Start of Excerpted passage
But tell us what you REALLY thought of it, Michiko Kakutani

Wow.  Feels like a moment of self-revelation here: “Readers given to writing comments in their books are likely to find themselves repeatedly scrawling words like “narcissistic,” “ridiculous,” “irritating” and “pretentious” in the margins.”

The premise of this tiresome new novel by the critically acclaimed author Norman Rush sounds as if it had been lifted straight from “The Big Chill”… The result not only lacks that movie’s humor and groovy soundtrack but is also an eye-rollingly awful read.

The novel’s preening, self-absorbed characters natter on endlessly about themselves in exchanges that sound more like outtakes from a dolorous group therapy session than like real conversations among longtime friends. Its title, “Subtle Bodies” — which refers to people’s “true interior selves,” whatever that means — is a perfect predictor of the novel’s solipsistic tone. Readers given to writing comments in their books are likely to find themselves repeatedly scrawling words like “narcissistic,” “ridiculous,” “irritating” and “pretentious” in the margins…

Douglas (who seems to have driven a lawn mower too close to the edge of a ravine) was the leader of the pack. Reminiscent of the charismatic genius figures in Iris Murdoch novels, he was an intellectual guru for the others, though it’s baffling why anyone would look up to such a pompous jerk….

There’s a lot of mumbo-jumbo about Douglas’s philosophy …and more portentous gibberish about his current mysterious work… The other members of this novel’s cast are either as insufferable as Douglas or as flimsy as paper-doll mannequins….
End of Excerpted passage
Start of Excerpted data
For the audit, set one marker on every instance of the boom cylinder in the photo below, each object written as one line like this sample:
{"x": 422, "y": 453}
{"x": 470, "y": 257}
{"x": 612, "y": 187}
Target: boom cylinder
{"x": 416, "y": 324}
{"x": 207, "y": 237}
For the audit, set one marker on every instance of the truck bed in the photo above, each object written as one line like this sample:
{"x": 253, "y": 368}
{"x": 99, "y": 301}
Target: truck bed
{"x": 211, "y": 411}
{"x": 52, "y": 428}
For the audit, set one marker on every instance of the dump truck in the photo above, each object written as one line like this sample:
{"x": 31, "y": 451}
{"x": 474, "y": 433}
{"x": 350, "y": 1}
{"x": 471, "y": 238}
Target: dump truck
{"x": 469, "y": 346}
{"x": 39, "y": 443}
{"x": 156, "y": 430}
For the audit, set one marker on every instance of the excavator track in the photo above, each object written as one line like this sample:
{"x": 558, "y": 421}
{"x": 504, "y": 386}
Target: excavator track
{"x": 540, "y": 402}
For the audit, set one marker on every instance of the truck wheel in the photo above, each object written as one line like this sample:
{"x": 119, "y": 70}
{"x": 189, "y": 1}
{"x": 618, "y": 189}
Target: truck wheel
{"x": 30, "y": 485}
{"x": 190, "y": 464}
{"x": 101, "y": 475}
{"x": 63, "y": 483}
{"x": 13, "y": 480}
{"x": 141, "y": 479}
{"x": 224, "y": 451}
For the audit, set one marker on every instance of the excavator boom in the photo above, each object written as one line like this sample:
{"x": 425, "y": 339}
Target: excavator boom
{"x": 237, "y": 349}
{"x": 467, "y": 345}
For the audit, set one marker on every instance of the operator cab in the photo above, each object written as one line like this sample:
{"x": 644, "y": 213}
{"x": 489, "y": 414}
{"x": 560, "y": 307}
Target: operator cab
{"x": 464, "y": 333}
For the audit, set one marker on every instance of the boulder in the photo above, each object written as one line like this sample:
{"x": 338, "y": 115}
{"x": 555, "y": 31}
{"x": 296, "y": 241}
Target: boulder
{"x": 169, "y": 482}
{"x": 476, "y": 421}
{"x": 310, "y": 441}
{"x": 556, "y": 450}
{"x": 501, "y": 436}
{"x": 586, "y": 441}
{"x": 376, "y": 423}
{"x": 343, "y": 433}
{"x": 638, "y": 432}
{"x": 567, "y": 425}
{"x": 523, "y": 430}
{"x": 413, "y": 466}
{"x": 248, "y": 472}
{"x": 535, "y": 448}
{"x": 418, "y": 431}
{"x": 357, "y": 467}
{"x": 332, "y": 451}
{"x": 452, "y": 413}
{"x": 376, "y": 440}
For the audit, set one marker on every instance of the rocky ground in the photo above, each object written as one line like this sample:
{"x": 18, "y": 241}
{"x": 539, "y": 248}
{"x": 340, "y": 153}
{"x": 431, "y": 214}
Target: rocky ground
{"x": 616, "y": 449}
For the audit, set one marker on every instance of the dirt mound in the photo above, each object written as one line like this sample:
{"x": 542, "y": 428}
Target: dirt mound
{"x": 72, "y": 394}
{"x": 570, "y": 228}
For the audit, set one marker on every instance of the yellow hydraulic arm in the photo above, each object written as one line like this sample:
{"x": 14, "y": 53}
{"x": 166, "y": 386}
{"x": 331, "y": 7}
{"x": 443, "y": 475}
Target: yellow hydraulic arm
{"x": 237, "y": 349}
End of Excerpted data
◆ **Work task 1**:
In the post about Michiko Kakutani's review of "Subtle Bodies," which novelist's books are said to contain charismatic genius figures like Douglas?
◆ **Work task 2**:
In the post about Michiko Kakutani's review of "Subtle Bodies," which words does the review say readers are likely to scrawl repeatedly in the margins?

◆ **Exercise response 1**:
Iris Murdoch

◆ **Exercise response 2**:
narcissistic, ridiculous, irritating, pretentious